[WHAT YOU ARE ASKED TO DO]:
Please quote the lines below word for word, starting from the first one and stopping after the line that contains "column 991, row 297".

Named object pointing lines
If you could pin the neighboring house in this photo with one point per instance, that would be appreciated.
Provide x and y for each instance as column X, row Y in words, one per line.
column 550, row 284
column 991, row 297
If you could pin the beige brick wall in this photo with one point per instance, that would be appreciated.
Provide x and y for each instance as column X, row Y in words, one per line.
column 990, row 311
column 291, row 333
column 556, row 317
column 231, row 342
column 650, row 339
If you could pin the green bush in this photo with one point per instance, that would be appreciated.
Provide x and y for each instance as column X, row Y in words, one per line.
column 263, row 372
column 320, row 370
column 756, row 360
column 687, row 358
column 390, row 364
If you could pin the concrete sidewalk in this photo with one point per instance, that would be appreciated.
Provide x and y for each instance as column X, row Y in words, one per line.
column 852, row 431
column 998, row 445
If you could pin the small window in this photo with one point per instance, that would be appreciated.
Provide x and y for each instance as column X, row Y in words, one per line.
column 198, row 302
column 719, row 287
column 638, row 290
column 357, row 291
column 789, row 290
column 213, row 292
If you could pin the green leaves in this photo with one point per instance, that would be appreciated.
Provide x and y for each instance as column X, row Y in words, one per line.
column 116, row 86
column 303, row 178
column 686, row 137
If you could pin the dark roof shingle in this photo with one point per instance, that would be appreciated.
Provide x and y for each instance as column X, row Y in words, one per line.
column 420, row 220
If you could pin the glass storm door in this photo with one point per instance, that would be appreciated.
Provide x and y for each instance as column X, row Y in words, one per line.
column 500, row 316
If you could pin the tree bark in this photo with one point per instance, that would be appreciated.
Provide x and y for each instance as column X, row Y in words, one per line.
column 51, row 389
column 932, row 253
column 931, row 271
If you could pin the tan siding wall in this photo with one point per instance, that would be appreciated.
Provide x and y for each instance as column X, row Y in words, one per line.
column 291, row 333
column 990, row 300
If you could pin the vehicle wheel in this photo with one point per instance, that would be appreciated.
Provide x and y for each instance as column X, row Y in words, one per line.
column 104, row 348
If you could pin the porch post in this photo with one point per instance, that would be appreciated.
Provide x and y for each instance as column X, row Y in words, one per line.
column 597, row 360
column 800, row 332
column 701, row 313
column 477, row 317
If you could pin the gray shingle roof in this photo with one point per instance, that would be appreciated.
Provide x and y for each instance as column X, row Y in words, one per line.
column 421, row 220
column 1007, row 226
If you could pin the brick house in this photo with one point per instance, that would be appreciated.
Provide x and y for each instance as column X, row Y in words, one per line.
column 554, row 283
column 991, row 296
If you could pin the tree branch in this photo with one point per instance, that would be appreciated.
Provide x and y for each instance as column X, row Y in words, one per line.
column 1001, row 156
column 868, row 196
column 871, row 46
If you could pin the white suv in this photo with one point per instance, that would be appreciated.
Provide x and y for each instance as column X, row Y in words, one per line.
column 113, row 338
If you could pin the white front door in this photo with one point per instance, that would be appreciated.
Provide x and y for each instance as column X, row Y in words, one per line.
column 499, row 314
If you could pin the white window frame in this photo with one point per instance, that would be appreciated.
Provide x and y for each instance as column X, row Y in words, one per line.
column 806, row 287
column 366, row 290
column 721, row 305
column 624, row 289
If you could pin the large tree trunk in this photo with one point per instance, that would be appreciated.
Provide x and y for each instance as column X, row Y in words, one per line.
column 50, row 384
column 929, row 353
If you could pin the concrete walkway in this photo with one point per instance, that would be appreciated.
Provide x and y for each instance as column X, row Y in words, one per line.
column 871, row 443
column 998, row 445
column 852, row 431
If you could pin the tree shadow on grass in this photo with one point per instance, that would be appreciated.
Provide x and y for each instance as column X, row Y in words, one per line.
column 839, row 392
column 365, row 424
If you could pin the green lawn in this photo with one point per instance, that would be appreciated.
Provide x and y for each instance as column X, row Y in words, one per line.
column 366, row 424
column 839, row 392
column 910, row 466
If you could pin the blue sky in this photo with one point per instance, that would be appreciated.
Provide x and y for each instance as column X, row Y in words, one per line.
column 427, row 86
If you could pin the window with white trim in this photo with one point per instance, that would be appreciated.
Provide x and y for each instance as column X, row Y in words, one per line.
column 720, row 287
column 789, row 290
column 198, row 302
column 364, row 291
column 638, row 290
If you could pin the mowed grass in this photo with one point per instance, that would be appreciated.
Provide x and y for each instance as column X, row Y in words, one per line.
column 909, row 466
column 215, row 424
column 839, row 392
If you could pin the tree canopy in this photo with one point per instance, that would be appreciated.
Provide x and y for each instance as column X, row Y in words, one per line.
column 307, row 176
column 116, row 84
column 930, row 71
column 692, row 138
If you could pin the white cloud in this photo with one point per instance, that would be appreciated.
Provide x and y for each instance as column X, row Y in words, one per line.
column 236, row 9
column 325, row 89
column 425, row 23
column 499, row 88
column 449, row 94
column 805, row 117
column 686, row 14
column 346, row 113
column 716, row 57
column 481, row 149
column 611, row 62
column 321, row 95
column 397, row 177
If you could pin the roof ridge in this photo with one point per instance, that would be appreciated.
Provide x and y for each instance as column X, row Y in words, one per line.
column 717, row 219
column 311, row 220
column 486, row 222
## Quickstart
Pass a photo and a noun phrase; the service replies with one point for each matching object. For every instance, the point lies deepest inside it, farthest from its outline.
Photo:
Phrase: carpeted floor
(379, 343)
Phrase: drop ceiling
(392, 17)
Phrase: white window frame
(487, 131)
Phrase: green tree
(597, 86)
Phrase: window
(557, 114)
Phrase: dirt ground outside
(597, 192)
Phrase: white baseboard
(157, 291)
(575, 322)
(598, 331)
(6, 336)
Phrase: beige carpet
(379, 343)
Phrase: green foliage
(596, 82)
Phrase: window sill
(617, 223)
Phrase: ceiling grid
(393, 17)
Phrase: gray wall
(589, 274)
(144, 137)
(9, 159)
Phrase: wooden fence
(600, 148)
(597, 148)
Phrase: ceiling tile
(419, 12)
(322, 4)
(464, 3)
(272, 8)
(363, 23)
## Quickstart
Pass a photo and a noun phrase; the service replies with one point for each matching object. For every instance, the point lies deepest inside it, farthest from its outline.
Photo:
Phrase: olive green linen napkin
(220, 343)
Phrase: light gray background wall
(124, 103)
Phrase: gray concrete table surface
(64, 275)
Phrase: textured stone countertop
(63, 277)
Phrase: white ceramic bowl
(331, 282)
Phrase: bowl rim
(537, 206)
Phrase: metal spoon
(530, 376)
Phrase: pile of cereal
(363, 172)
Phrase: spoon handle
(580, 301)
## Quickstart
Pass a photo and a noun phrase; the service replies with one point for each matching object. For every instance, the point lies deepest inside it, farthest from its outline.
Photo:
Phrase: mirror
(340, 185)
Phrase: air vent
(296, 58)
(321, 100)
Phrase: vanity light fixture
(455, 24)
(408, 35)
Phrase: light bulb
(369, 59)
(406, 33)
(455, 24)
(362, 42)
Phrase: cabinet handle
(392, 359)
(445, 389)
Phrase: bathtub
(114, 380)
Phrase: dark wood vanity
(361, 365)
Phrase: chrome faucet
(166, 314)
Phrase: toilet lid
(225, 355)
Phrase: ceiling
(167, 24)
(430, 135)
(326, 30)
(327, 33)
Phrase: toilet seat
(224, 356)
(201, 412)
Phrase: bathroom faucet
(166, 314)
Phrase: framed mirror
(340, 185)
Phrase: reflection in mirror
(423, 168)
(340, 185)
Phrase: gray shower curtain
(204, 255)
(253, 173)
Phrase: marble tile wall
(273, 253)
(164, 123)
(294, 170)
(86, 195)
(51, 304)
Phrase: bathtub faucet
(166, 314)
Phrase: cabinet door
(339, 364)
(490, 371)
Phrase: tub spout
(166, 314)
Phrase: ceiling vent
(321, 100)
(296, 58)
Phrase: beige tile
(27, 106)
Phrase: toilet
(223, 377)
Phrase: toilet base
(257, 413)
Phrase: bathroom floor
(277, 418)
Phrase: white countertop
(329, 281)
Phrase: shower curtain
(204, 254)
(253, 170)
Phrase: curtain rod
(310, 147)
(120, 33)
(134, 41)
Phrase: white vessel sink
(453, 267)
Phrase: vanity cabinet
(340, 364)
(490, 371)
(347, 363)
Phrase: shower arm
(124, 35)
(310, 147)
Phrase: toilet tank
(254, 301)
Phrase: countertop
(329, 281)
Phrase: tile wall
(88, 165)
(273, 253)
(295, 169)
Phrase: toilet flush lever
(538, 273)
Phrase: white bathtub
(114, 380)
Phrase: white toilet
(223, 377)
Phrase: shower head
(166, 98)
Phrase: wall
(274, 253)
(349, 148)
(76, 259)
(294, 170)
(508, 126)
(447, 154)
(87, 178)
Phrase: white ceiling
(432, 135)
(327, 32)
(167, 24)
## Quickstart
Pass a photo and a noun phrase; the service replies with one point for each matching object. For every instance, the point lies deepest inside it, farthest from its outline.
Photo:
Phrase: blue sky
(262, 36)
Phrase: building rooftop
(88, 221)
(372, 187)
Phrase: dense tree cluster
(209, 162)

[FINAL RESULT]:
If you could pin the neighboring house in this photo with one point per instance, that would be appreciated.
Provide x and y for each instance as column X, row Y in words, one per line.
column 550, row 284
column 991, row 297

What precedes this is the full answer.